---- Data section
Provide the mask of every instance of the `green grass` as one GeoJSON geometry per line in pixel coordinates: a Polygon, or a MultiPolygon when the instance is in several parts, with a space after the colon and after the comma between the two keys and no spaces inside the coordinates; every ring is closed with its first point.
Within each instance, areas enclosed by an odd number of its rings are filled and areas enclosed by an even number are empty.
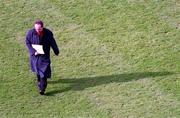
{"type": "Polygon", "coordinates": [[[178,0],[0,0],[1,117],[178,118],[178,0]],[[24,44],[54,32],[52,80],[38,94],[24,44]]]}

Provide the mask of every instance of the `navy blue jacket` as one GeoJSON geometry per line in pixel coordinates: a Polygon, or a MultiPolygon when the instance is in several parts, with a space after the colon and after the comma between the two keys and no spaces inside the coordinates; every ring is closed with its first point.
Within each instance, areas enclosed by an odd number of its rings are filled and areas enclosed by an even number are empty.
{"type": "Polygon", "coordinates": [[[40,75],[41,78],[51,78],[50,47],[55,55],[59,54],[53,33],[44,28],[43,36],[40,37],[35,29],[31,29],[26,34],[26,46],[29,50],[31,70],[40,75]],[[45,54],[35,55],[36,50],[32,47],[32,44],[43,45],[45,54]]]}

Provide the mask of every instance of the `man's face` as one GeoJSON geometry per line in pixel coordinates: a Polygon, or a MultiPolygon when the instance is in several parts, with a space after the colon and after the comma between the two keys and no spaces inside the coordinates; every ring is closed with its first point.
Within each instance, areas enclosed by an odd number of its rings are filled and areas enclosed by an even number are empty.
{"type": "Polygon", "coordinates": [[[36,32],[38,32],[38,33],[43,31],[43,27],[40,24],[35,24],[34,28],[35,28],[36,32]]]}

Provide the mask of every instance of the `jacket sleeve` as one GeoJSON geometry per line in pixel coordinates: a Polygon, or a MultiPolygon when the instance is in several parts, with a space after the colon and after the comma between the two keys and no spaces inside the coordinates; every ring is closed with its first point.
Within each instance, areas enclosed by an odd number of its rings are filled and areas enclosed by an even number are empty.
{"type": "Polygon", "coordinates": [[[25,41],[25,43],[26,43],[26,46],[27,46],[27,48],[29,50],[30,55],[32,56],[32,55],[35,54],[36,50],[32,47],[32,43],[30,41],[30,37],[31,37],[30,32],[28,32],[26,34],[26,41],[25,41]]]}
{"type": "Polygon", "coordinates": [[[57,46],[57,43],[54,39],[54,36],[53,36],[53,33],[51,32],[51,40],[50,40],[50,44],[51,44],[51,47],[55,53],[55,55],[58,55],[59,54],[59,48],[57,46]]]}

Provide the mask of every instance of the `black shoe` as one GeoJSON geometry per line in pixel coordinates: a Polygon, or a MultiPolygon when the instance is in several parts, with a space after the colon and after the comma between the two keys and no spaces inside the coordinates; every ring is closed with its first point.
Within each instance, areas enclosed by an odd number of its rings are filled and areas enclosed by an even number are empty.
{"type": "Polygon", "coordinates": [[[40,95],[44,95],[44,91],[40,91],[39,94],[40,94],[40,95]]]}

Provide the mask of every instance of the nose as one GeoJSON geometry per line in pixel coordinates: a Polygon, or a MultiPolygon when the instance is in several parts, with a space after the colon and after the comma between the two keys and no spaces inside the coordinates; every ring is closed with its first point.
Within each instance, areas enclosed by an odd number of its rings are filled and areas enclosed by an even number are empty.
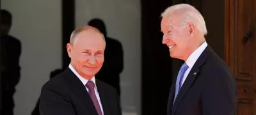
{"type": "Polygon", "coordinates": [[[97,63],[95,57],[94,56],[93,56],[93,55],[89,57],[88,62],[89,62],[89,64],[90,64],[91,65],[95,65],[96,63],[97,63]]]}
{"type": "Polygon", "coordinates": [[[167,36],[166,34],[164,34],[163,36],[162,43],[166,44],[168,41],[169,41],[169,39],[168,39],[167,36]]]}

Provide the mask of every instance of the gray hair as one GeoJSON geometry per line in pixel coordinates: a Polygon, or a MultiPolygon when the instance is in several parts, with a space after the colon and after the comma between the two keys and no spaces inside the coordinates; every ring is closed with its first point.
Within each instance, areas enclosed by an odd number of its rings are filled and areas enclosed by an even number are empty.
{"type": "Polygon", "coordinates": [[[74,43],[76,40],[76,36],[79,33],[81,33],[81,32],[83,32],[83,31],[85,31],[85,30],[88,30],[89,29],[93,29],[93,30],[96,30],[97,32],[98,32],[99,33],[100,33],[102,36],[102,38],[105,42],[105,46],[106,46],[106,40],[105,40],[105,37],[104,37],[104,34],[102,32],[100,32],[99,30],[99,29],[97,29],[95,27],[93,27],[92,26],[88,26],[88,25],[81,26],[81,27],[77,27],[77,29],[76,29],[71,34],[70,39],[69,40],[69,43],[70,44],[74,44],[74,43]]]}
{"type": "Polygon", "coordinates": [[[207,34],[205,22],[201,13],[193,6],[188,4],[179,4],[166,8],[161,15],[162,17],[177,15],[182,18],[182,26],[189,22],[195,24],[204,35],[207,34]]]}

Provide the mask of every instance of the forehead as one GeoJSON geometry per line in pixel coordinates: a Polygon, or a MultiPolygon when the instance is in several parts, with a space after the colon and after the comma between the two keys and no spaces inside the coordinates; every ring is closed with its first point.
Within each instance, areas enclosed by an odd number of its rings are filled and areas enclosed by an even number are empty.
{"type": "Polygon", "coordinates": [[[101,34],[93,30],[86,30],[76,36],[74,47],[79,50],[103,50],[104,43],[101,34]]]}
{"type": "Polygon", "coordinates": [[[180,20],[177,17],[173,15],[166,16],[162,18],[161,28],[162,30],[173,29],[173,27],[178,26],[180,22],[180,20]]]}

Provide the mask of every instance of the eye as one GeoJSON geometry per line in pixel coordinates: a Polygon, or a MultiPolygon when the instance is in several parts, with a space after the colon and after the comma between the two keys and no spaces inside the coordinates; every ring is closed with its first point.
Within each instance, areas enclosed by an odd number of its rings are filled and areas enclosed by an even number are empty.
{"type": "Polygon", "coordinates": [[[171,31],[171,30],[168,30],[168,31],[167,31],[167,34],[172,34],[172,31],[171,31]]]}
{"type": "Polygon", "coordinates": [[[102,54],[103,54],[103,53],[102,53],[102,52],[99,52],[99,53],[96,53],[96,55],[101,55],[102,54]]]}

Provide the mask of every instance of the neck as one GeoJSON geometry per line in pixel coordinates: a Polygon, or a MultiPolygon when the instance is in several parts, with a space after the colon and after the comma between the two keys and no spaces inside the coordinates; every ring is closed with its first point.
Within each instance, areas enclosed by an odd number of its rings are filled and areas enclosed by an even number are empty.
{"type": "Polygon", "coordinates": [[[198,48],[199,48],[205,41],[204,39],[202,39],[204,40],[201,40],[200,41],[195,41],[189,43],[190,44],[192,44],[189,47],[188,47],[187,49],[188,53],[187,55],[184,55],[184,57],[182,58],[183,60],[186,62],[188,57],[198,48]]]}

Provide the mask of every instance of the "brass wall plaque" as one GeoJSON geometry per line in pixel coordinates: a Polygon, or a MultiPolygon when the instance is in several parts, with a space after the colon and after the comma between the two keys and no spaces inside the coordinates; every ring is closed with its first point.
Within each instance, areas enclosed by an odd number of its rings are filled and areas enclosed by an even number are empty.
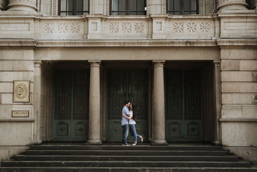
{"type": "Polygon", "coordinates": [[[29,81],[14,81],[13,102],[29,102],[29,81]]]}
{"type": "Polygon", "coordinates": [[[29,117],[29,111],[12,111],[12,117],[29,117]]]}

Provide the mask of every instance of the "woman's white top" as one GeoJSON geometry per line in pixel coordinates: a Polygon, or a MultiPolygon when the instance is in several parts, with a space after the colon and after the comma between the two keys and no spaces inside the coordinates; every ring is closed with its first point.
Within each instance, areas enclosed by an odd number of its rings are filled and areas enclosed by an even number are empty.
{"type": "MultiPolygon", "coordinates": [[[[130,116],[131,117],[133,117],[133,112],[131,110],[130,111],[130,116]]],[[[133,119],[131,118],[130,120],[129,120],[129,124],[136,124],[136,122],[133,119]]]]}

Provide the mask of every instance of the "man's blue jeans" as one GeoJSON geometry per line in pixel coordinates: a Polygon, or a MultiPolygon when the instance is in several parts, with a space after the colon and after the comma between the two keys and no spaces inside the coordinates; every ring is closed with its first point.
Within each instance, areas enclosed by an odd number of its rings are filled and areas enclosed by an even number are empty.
--------
Set exercise → Return every line of the records that contains the string "blue", treating case as significant.

Written reply →
Provide the mask of every instance of the `navy blue jacket` as one GeoJSON geometry per line in pixel coordinates: a Polygon, or a MultiPolygon when the instance is in several parts, with a space after the colon and after the comma between the two keys and no spaces inside the coordinates; every ring is closed with its first point.
Provide the mask of every instance of the "man's blue jeans" as one GeoJSON geometry per line in pixel coordinates: a Polygon, or a MultiPolygon when the instance is in several parts, with a space after the colon and after the comma between the two keys and no spaces inside the coordinates; every ring is closed with its first point.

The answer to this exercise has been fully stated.